What needs to be done: Continue the passage on AEGON's risk management, picking up right after its last sentence.

Source excerpt:
┌──

As an insurance company, AEGON manages risks on behalf of its customers and other stakeholders. As a result, the company is exposed to a variety of operational and financial risks.


AEGON’s risk management and control systems are designed to ensure that these risks are managed as effectively and efficiently as possible. For AEGON, risk management involves:

  • Understanding which risks the company is able to underwrite.
  • Assessing the risk-return trade-off associated with these risks.
  • Establishing limits for the level of exposure to a particular risk or combination of risks.
  • Measuring and monitoring risk exposures and actively managing the company’s overall risk and solvency positions.

By operating within certain pre-defined tolerances and adhering to policies that limit the overall risk the company is exposed to, AEGON is able to accept risk with the full knowledge of potential returns and losses both for the company and for its shareholders.

AEGON must, at all times, maintain a solvency position such that no plausible scenario would cause the company to default on its obligations to policyholders. To accomplish this, AEGON has established two basic objectives for its risk management strategy:

  • Maintain AA capital adequacy requirements: AEGON maintains its companies’ capital adequacy levels at whichever is the higher of local regulatory requirements, the relevant local Standard & Poor’s requirements for very strong capitalization and any additional self-imposed economic requirements.

└──

Available data:
┌──

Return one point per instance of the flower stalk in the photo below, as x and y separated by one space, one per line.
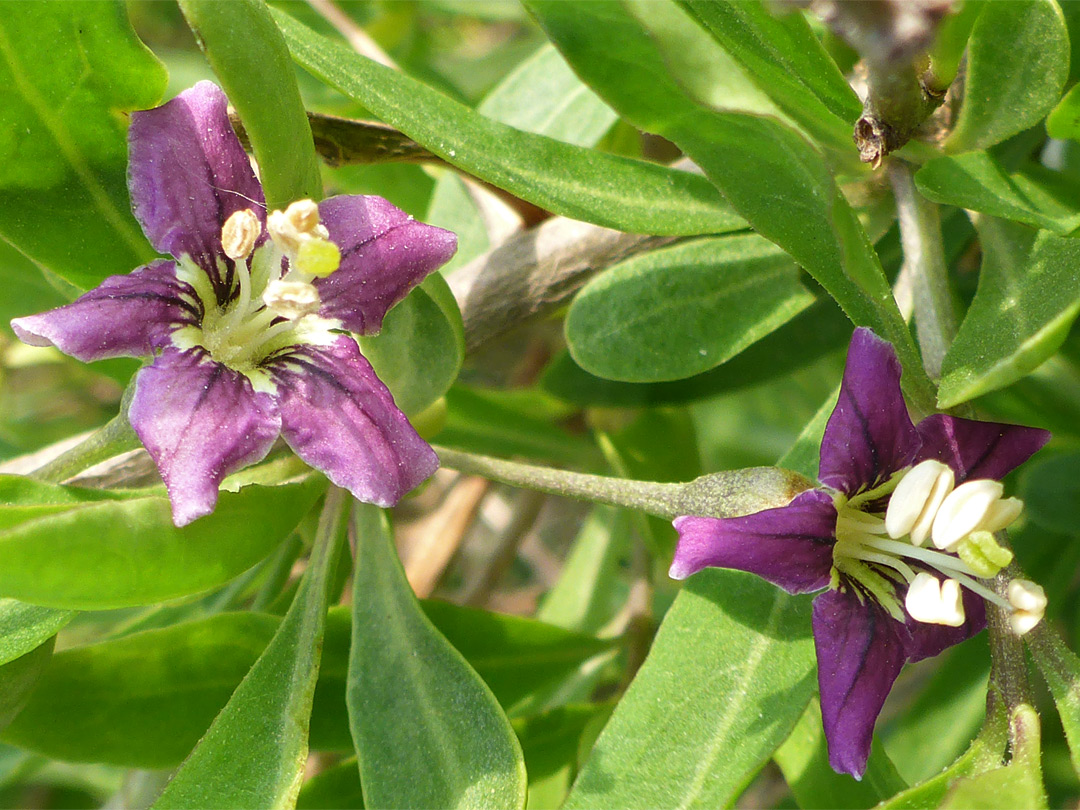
920 233
727 494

└──

Reply:
  • Maintain solvency even under extreme event scenarios: AEGON must remain solvent in the case of plausible extreme events.

Types of risk

As an international provider of life insurance, pensions and other long-term investment and savings products, AEGON faces a number of risks, both operational and financial. Some of these risks may arise from internal factors, such as inadequate compliance systems. Others, such as movements in interest rates or unexpected changes in longevity trends, are external in nature.

AEGON’s most significant risk is to changes in financial markets, related particularly to movements in interest rates or equity and credit markets. Clearly, these risks, whether internal or external, may affect the company’s operations, its earnings, its share price, the value of its investments or the sale of certain products and services.

Risk management in 20081

Like other insurance and financial services companies, AEGON experienced the impact of unprecedented deterioration in capital markets in 2008. The global financial crisis brought about sharp declines in equity markets, a worsening in general economic conditions, lower interest rates, extreme market volatility, an unprecedented widening in credit spreads and a sharp increase in bond defaults.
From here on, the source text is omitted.